Citation: “Product Showcase: Injay – Connected Prefilled Syringes” . ONdrugDelivery Magazine, Issue 103 (Dec 2019), pp 38-39.
The need for connected solutions is growing and all healthcare players are committed to providing solutions that make patients’ lives easier and improve compliance. However, until now, there has been no solution to answer the need to connect a prefilled syringe (PFS).
More than five billion PFSs are used each year, and the self-injection market is constantly growing. PFSs are widely used to administer vaccines, anticoagulants, anti-arthritic, anti-anaemic and many other drugs. And the biologics approval rate is intensifying, with a wide variety of new products being cleared by the US FDA and the EU EMA. Most biologics are delivered through injections, making them attractive to use with a PFS, and there is a growing demand for home therapies and easy adoption of devices.
There are four fundamental principles that a connected PFS must respect: treatment adherence of commercialised drugs, quality of reporting, secure treatment protocol and traceability. With Injay (Figure 1), the first prefilled syringe with built-in connectivity, Biocorp provides a simple, cost-effective and easy-to-implement solution. The use of Injay is totally transparent and does not interfere in any way with the user’s traditional injection process.
Injay is a built-in solution for PFSs, based on a custom finger flange (with backstop function) and a custom syringe piston rod with a near-field communication (NFC) label. The device is adaptable to any standard size of PFS (0.5, 1, 2.25 mL etc) or material (glass, plastic/cyclo olefin polymer etc). Injay is able to track any state of injection completion and collects key information such as time and date, drug type, batch number and expiry date. Moreover, the data can be customised up to 150 characters so that any appropriate information can be encoded. The shape and colour of the backstop can also be customised, to meet patients’ needs better, and to maintain ergonomic and intuitive handling of the device.

GIVEN RECORDS -
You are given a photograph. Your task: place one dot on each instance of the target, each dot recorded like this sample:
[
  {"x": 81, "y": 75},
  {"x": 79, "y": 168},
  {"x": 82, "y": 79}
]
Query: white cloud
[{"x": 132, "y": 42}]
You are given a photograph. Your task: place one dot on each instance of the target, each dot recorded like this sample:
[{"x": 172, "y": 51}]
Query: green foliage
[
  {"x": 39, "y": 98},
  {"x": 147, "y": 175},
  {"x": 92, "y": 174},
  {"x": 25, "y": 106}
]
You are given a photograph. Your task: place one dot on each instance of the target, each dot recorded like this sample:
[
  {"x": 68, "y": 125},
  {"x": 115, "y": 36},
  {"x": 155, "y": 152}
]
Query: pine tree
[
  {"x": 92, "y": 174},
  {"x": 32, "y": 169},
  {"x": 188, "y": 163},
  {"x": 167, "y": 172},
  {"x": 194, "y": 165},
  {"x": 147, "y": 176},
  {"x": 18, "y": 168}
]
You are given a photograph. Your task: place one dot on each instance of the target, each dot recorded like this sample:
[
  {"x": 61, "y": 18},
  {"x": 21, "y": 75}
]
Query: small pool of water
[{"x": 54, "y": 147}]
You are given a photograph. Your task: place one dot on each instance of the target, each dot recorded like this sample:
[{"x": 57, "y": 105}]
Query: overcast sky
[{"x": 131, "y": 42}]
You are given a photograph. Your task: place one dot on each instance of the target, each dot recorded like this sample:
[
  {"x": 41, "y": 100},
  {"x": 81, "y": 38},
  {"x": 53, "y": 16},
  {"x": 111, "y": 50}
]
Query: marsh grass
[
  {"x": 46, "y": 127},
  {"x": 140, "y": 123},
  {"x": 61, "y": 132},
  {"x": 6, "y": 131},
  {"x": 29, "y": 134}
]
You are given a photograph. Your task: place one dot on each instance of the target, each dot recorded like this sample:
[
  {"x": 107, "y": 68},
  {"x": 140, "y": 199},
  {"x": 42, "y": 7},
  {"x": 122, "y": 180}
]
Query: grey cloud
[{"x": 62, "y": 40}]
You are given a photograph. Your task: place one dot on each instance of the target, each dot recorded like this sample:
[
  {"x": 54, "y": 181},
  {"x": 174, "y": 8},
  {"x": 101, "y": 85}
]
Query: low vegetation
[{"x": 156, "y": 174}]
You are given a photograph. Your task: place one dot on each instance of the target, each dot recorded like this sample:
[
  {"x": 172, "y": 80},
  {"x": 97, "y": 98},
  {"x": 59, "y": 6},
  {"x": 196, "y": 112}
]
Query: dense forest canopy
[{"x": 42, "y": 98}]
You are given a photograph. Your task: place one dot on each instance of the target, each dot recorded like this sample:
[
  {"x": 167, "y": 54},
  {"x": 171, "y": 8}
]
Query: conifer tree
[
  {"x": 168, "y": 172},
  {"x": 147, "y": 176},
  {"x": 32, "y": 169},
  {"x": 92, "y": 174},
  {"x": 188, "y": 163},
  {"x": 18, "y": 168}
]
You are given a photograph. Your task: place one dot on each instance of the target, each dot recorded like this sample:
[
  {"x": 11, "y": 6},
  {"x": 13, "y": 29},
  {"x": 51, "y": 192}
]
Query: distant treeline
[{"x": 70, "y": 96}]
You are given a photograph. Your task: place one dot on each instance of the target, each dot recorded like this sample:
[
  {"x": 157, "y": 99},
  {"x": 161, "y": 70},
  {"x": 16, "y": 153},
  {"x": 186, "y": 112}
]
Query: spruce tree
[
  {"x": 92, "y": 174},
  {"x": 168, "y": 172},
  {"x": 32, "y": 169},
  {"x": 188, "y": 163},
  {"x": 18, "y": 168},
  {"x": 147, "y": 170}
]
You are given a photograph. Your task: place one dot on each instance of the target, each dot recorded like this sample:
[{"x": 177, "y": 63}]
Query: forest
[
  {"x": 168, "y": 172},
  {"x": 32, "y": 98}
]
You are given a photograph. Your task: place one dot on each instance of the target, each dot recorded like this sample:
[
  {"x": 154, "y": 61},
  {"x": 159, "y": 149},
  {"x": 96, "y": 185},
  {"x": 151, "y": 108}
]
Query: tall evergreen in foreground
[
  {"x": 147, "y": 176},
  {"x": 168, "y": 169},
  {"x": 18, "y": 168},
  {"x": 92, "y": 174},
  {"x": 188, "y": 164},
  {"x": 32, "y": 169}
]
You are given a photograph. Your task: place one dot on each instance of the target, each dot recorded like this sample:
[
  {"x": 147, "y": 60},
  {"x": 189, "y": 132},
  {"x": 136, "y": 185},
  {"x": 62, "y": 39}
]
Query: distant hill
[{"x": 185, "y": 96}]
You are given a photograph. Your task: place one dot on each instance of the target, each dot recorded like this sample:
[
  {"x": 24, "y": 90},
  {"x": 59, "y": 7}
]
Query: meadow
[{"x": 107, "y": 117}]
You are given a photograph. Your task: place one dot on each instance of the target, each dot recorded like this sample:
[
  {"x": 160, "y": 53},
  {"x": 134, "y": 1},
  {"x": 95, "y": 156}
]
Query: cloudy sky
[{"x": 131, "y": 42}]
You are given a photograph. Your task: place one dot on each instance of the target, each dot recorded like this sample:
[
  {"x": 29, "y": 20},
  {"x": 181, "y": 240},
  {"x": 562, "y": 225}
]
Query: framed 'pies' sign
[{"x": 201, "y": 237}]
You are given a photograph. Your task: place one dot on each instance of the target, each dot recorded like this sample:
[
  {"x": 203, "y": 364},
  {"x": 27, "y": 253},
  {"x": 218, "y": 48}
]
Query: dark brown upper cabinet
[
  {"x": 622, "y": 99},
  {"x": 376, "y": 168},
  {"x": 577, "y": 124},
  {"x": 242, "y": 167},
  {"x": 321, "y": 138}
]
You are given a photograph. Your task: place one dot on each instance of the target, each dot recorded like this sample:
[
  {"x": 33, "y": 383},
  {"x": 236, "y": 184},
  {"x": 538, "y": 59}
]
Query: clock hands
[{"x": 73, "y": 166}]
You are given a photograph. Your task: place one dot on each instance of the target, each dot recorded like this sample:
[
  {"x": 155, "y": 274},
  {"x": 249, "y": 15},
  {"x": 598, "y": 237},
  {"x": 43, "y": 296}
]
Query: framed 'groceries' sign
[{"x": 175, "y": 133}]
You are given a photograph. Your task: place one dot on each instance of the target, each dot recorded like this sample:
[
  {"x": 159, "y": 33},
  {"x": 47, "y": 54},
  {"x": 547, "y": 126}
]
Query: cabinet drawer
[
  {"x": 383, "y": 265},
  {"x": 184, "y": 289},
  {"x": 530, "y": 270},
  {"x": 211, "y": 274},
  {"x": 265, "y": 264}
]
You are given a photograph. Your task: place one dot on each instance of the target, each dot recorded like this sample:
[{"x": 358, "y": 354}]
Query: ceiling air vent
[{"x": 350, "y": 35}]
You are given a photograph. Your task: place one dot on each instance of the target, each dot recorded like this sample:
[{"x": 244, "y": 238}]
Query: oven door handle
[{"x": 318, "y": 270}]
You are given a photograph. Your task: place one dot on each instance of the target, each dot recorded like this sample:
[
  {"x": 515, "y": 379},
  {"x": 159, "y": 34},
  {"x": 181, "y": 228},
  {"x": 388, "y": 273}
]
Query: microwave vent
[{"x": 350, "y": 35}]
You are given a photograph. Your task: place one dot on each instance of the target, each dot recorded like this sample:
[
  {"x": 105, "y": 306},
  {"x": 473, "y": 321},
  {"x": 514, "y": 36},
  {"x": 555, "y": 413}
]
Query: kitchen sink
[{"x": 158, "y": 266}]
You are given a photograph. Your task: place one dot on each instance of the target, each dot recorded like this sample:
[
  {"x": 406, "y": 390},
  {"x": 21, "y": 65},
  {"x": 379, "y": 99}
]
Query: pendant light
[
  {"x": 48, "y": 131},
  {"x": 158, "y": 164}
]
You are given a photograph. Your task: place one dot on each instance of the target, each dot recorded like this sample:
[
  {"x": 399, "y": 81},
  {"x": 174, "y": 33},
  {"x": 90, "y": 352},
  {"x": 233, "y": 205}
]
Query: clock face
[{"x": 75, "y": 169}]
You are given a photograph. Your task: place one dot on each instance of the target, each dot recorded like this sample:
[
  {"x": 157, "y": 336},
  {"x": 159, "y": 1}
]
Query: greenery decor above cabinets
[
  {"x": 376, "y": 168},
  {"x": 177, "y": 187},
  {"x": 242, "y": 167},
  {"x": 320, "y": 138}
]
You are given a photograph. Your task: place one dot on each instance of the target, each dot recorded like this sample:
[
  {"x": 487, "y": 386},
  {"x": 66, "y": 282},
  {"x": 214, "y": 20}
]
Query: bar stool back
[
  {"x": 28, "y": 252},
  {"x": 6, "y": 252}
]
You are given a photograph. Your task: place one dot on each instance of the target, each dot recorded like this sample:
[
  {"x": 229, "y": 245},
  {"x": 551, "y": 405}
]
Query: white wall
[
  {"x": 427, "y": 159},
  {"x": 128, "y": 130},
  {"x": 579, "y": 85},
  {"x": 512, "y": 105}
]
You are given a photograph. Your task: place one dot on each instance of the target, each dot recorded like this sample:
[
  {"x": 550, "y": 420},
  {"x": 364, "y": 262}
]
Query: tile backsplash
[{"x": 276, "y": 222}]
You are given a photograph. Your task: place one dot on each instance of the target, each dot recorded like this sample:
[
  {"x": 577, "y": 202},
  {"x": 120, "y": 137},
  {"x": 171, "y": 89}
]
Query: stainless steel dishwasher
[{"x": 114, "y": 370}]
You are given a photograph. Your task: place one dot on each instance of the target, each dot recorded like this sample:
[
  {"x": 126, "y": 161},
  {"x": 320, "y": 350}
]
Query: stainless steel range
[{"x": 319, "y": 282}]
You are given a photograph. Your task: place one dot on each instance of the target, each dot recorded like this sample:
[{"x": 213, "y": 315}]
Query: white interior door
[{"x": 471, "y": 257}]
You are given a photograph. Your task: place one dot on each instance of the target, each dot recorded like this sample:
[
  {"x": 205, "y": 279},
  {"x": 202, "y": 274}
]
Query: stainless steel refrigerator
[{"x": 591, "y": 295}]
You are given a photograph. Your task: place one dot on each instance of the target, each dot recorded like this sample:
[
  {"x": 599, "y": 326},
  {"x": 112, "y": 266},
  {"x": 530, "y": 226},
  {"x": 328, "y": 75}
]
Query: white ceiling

TRY IT -
Reproduce the passage of the article on connected prefilled syringes word for word, from "More than five" to "adoption of devices.".

ANSWER TO THIS TASK -
More than five billion PFSs are used each year, and the self-injection market is constantly growing. PFSs are widely used to administer vaccines, anticoagulants, anti-arthritic, anti-anaemic and many other drugs. And the biologics approval rate is intensifying, with a wide variety of new products being cleared by the US FDA and the EU EMA. Most biologics are delivered through injections, making them attractive to use with a PFS, and there is a growing demand for home therapies and easy adoption of devices.